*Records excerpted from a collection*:

=======

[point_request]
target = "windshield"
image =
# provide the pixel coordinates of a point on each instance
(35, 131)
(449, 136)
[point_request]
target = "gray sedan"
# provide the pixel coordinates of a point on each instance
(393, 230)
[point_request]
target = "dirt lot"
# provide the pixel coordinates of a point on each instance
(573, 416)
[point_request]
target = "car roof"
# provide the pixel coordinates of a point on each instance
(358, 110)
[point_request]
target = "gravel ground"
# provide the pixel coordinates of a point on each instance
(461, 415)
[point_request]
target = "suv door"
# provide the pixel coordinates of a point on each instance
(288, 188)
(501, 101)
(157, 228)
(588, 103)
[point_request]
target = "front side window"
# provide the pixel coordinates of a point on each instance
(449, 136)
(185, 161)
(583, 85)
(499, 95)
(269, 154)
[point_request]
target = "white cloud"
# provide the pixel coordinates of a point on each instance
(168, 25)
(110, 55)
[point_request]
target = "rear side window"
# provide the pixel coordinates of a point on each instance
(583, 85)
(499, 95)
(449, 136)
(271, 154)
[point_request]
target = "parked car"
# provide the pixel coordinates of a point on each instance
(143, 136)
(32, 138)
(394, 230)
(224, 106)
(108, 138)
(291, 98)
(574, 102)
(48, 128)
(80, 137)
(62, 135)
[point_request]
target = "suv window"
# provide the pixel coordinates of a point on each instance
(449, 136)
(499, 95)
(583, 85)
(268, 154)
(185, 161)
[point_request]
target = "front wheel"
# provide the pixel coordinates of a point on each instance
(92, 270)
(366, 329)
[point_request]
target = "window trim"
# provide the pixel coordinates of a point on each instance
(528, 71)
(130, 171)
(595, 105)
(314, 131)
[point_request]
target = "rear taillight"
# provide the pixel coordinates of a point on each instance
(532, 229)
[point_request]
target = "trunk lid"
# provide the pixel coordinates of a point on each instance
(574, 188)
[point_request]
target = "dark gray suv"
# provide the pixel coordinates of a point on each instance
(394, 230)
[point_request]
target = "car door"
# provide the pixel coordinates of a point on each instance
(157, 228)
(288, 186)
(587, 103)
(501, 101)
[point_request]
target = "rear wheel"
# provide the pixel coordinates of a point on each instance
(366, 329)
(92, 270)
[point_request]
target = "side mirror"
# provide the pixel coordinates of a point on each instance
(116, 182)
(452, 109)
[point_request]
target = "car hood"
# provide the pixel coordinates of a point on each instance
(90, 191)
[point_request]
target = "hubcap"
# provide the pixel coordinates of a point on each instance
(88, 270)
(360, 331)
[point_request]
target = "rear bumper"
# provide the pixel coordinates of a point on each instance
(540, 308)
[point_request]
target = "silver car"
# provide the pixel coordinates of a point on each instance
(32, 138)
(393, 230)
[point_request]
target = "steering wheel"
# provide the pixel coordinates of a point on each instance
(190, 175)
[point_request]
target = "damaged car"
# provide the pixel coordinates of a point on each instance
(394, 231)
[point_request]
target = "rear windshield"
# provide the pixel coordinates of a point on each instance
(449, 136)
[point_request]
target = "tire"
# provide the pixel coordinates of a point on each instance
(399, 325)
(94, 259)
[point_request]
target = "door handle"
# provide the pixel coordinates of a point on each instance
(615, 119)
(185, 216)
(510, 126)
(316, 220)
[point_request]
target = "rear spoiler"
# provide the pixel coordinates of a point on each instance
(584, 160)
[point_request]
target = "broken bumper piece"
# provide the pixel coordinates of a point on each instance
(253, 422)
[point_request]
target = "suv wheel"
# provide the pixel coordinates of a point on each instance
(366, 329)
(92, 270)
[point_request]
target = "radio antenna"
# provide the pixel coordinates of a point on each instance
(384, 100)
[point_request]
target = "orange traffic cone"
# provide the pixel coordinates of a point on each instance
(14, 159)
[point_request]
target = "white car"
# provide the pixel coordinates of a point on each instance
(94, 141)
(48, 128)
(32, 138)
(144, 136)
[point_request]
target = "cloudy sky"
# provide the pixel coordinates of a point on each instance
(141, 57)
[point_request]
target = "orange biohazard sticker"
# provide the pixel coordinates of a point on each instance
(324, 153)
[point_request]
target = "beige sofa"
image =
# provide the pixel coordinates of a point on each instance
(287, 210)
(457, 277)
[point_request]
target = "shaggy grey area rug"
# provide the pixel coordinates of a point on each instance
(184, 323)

=======

*Task instructions*: Nothing in the listing may be changed; retype it all exactly.

*The result*:
[point_request]
target = "windshield"
image =
# provide the pixel coordinates of a point on each instance
(35, 131)
(449, 136)
[point_request]
target = "gray sedan"
# provide the pixel coordinates of a point on each instance
(393, 230)
[point_request]
target = "dirt lot"
# provide the pixel coordinates of a point on each instance
(573, 416)
[point_request]
target = "car roof"
# provide the pixel coordinates of a point on each instance
(358, 110)
[point_request]
target = "gravel ground"
# provide the pixel coordinates of a point on each instance
(461, 415)
[point_request]
target = "suv door"
# provide the pixel coordinates of a point on each instance
(288, 188)
(501, 101)
(157, 228)
(588, 103)
[point_request]
target = "front side window"
# provide the pixel coordinates of a point on each instance
(449, 136)
(185, 161)
(583, 85)
(499, 95)
(269, 154)
[point_request]
target = "white cloud"
# provide the pixel coordinates of a point on each instance
(168, 25)
(110, 55)
[point_request]
target = "rear side window"
# provide the pixel coordinates of a point on each instance
(583, 85)
(499, 95)
(449, 136)
(271, 154)
[point_request]
target = "parked car"
# provide the pixel coordinates of a point on each instance
(143, 136)
(32, 138)
(394, 230)
(224, 106)
(108, 138)
(291, 98)
(574, 102)
(48, 128)
(80, 137)
(62, 135)
[point_request]
target = "suv window"
# provide the pixel coordinates of a point on each instance
(449, 136)
(499, 95)
(583, 85)
(268, 154)
(185, 161)
[point_request]
target = "front wheel"
# provide the pixel coordinates of a point on each instance
(92, 270)
(366, 329)
[point_request]
target = "window trim"
# provide the pixel coordinates of a point on each instance
(528, 71)
(130, 171)
(595, 105)
(314, 131)
[point_request]
target = "rear taillight"
# provide the pixel coordinates of a point on each instance
(532, 229)
[point_request]
target = "trunk lid"
# provide the pixel coordinates of a point on each instance
(574, 188)
[point_request]
target = "dark gray suv"
# provide the pixel coordinates of a point on each instance
(394, 230)
[point_request]
target = "car door"
# provide the pixel coordinates of a point on each instance
(157, 228)
(288, 186)
(587, 103)
(501, 101)
[point_request]
target = "rear wheel"
# provide the pixel coordinates of a point on each instance
(366, 329)
(92, 270)
[point_request]
target = "side mirror"
# provide the pixel coordinates of a point on each instance
(116, 182)
(452, 109)
[point_request]
target = "car hood"
# provide the pixel coordinates of a point on each instance
(90, 191)
[point_request]
target = "hubcap"
# provide the pixel coordinates of a point on each instance
(88, 270)
(360, 331)
[point_request]
target = "rear bumper"
# provide the pixel coordinates of a point on each instance
(540, 308)
[point_request]
target = "silver car"
# provide the pixel coordinates of a point on each instance
(32, 138)
(393, 230)
[point_request]
target = "steering wheel"
# provide the pixel coordinates of a point on each instance
(190, 175)
[point_request]
target = "damaged car"
# provide the pixel coordinates of a point on each instance
(394, 231)
[point_request]
target = "rear windshield"
# provide the pixel coordinates of a point on each instance
(449, 136)
[point_request]
target = "tire"
# provide the pixel coordinates of a point on each instance
(399, 325)
(94, 259)
[point_request]
target = "door handle"
# provide the pixel coordinates of a point on each instance
(615, 119)
(185, 216)
(510, 126)
(316, 220)
[point_request]
target = "rear spoiler"
# provide the pixel coordinates of a point on each instance
(584, 160)
[point_request]
target = "broken bumper piece"
# provide the pixel coordinates of a point on each instance
(253, 422)
[point_request]
target = "suv wheel"
# provide the pixel coordinates of a point on each instance
(366, 329)
(92, 270)
[point_request]
target = "radio antenna"
# provide the pixel coordinates of a point on each instance
(384, 100)
[point_request]
target = "orange traffic cone"
# provide the pixel coordinates of a point on each instance
(14, 159)
[point_request]
target = "white car"
# provide the pixel coordinates of a point on each instance
(94, 141)
(48, 128)
(32, 138)
(144, 136)
[point_request]
target = "cloudy sky"
# provide the pixel coordinates of a point on each instance
(141, 57)
[point_request]
target = "orange biohazard sticker"
# provide the pixel coordinates of a point on each instance
(324, 153)
[point_request]
target = "beige sofa"
image =
# provide the pixel coordinates of a point on each instance
(287, 210)
(457, 277)
[point_request]
target = "shaggy grey area rug"
# provide the pixel coordinates of a point on each instance
(184, 323)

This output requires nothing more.